DOCUMENT TEXT —
--- START ---

Well, I do. I'm not the author, but I have a similar approach in regard to his
first bullet point. I may have a different structure (I hire employees with
equity more often than I work with 'cofounders', and I have a somewhat formal
VC-ish corporate structure with outside investors for each project, but 95% of
the software/internet related ideas we execute are mine, and I'm actively
involved in every aspect of the companies.) I think the difference between our
approach and that of most startups is related to this:
<http://en.wikipedia.org/wiki/E-Myth> The need for 'monomaniacal' focus from
every cofounder is largely a result of having limited resources...if you can't
afford an attorney, you have to learn to do it yourself. If you can't afford a
designer, you have to learn to do it well yourself. And so on. You have to be
a Jack-of-All-Trades out of necessity.

--- END ---

INSTRUCTIONS FOR THE TASK — Copy out the entire post about how startup founders work, word for word. The entries come from a different source than the post.

ROWS —
--- START ---

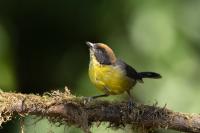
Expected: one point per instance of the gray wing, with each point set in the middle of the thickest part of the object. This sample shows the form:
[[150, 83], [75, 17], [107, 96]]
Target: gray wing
[[130, 72]]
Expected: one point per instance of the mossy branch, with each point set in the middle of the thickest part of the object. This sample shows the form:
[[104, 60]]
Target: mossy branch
[[68, 109]]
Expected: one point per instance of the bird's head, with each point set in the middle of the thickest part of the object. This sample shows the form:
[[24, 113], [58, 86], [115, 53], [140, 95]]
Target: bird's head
[[102, 53]]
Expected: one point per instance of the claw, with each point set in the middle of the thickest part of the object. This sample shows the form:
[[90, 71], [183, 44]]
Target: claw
[[131, 105]]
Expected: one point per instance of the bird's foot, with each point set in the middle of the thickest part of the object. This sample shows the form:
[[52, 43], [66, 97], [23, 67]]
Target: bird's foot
[[131, 104]]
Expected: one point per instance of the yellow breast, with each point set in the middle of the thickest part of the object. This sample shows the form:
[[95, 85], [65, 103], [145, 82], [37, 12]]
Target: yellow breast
[[109, 79]]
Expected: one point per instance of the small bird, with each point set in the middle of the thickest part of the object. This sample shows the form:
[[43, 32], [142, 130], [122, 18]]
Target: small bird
[[110, 75]]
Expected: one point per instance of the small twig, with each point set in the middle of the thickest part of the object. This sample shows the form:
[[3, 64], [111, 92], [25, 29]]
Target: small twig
[[68, 109]]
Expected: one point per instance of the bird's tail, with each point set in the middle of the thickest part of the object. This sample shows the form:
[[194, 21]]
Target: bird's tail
[[153, 75]]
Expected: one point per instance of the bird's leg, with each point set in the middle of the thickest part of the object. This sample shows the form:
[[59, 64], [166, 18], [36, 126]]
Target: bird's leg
[[131, 102]]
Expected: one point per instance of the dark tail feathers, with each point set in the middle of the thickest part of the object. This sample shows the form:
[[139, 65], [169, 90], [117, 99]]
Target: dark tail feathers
[[148, 75]]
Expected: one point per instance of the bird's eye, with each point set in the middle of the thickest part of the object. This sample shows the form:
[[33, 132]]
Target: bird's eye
[[102, 56]]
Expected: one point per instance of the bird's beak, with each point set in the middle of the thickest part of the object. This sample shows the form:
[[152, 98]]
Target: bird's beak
[[90, 45]]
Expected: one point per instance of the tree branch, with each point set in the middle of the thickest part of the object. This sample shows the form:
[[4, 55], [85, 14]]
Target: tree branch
[[68, 109]]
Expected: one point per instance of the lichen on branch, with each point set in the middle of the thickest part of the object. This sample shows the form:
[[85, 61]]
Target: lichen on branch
[[65, 108]]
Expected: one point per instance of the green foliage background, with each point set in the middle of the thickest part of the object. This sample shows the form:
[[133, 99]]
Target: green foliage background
[[42, 47]]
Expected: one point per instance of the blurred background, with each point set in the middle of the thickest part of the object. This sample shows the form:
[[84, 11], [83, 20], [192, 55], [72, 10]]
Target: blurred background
[[42, 48]]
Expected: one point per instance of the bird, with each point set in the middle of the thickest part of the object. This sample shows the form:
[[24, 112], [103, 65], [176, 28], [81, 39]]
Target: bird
[[111, 75]]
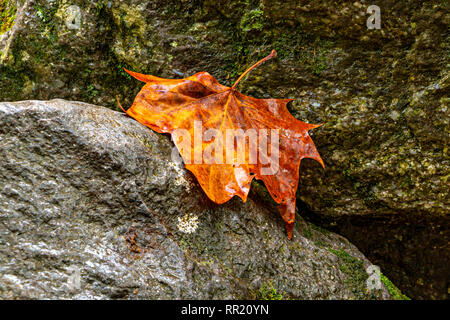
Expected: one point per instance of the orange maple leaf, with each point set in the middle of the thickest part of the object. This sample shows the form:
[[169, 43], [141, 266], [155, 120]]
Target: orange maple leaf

--- END ---

TASK ANSWER —
Well, I do. I'm not the author, but I have a similar approach in regard to his
first bullet point. I may have a different structure (I hire employees with
equity more often than I work with 'cofounders', and I have a somewhat formal
VC-ish corporate structure with outside investors for each project, but 95% of
the software/internet related ideas we execute are mine, and I'm actively
involved in every aspect of the companies.) I think the difference between our
approach and that of most startups is related to this:
<http://en.wikipedia.org/wiki/E-Myth> The need for 'monomaniacal' focus from
every cofounder is largely a result of having limited resources...if you can't
afford an attorney, you have to learn to do it yourself. If you can't afford a
designer, you have to learn to do it well yourself. And so on. You have to be
a Jack-of-All-Trades out of necessity.